Supplied passage
§ §

At DWF, Legal Operations has already been on a remarkable journey – evolving into a powerful driver of efficiency, innovation, and client value. But this is only the beginning. In this article, we explore the future of Legal Ops at DWF, looking at how we will continue to evolve, build on our strong foundations, and unlock even greater opportunities through technology, data, and smarter ways of working. 

The next phase of Legal Ops is about making high quality legal delivery repeatable, measurable, and scalable across teams, so clients get faster turnaround, cost certainty, and defensible risk decisions. The advantage comes from combining standard workflows, strong governance (including AI controls), and decision-grade data to run legal delivery as an operating platform. Legal Ops operates as a true centre of excellence, driving automation, GenAI, and agentic AI across workflows, owning configuration and management, supporting co-execution, and applying governance that validates outcomes.

What clients are asking for

Across sectors, clients need legal support that is faster, more transparent, and easier to scale, while still delivering quality, consistency, and strategic insights. Clients ask for:

  • Speed with confidence: We can commit to clear service levels and predictable cycle times, answering the challenge that many clients face to provide accurate results faster.
  • Cost certainty: Legal Ops makes scope, assumptions, and pricing transparent. We manage change control consistently and measure success through the impact derived.
  • Defensible decisions: We can evidence quality gates, review points, and audit-ready outputs, especially where automation or AI is used, with a human-in-the-loop governance protocol embedded into delivery workstreams.

Why legal functions must act now

Legal functions should act now to redesign service delivery, workforce roles, and governance for an AI-enabled operating model.

  • Strategic shift: The market is moving towards AI-enabled delivery, where legal teams increasingly build, oversee, and quality-assure solutions rather than provide advice alone.
  • Operating model implications: Firms are likely to evolve toward knowledge-as-a-service and productised legal offerings, with competitive advantage coming from workflow redesign and scalable delivery models rather than tool adoption alone.
  • Board focus: Leadership should prioritise decisions on where human expertise remains critical, how performance will be measured in an AI-enabled environment, and what risk, accuracy, and governance standards are required to scale adoption safely.

§ §

Supplied records
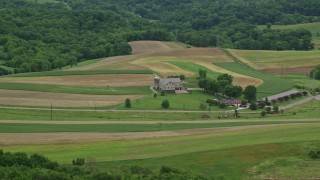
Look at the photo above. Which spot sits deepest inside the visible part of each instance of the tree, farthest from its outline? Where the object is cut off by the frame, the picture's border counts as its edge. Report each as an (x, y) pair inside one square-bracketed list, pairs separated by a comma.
[(128, 103), (162, 93), (202, 74), (250, 93), (165, 104), (225, 77), (253, 106)]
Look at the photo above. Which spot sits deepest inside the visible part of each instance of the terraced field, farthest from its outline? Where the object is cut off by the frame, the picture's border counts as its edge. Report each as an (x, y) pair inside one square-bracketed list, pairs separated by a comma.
[(287, 62)]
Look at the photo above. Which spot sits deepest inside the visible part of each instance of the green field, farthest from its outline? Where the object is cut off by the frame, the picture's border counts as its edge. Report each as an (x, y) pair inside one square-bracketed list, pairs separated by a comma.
[(271, 84), (308, 110), (314, 28), (77, 89), (189, 101), (209, 154), (302, 80), (108, 128), (190, 66), (69, 73), (263, 59)]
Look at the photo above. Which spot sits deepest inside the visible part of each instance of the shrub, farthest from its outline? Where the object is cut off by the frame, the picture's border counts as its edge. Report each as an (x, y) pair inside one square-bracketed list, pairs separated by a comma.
[(165, 104), (268, 110), (275, 109), (286, 98), (293, 96), (203, 106), (78, 162), (314, 154), (162, 93), (222, 105), (128, 103), (253, 106)]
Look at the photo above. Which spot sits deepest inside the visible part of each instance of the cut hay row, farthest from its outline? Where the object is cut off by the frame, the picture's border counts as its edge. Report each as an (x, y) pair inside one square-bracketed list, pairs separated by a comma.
[(262, 59), (163, 147), (45, 99), (72, 73), (102, 80)]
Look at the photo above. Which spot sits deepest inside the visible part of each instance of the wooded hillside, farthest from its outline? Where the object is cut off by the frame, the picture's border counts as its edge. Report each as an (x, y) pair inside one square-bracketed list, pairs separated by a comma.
[(38, 36)]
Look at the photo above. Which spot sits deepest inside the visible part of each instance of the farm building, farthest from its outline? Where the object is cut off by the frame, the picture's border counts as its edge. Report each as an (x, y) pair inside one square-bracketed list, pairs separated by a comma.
[(287, 93), (229, 102), (168, 84)]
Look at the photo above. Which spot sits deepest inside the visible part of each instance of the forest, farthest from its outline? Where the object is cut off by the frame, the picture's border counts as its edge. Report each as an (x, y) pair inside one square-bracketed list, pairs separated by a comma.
[(22, 166), (44, 36)]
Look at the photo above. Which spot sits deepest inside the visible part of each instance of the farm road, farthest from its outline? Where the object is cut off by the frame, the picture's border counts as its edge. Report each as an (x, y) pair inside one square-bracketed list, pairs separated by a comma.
[(301, 102), (7, 139), (149, 122)]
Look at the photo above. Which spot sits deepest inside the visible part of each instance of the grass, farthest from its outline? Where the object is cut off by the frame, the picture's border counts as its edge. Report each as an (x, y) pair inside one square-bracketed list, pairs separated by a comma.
[(177, 102), (308, 110), (271, 84), (111, 128), (93, 72), (263, 59), (83, 63), (76, 89), (302, 80), (190, 66), (314, 28), (209, 154), (221, 163)]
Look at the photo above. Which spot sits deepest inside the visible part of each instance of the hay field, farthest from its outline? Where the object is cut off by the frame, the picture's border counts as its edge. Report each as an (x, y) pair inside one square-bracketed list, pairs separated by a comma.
[(45, 99), (262, 59), (101, 80)]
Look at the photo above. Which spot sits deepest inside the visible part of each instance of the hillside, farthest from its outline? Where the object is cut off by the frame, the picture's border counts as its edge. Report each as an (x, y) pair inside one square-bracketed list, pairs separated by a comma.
[(46, 35)]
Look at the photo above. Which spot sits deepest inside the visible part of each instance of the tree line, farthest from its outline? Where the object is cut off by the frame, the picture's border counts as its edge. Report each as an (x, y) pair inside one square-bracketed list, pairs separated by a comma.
[(44, 36), (22, 166)]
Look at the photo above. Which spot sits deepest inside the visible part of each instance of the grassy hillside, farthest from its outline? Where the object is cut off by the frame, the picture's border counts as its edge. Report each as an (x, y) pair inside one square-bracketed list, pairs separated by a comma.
[(198, 153), (314, 28), (259, 59), (271, 84)]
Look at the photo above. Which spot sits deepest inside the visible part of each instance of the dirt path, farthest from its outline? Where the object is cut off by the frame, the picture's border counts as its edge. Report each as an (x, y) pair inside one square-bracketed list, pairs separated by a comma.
[(298, 103), (8, 139), (151, 122)]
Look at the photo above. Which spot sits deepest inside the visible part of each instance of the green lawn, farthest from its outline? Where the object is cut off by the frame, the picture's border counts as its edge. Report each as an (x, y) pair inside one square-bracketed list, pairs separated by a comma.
[(189, 101), (209, 154), (271, 84), (308, 110), (77, 89), (190, 66), (66, 73), (108, 128)]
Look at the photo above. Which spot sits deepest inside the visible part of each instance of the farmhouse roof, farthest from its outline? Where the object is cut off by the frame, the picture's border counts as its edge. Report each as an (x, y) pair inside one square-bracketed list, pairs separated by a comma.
[(168, 80), (287, 93)]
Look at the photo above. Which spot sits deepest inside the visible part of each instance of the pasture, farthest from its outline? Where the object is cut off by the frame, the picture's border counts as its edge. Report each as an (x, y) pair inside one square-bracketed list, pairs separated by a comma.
[(46, 99), (100, 80), (271, 84), (261, 59), (209, 154)]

§ §

What you need to do
In the DWF Legal Ops article, which three things do clients ask for? These records come from a separate source and are unrelated to the text.

Exercise response
Speed with confidence, cost certainty, and defensible decisions.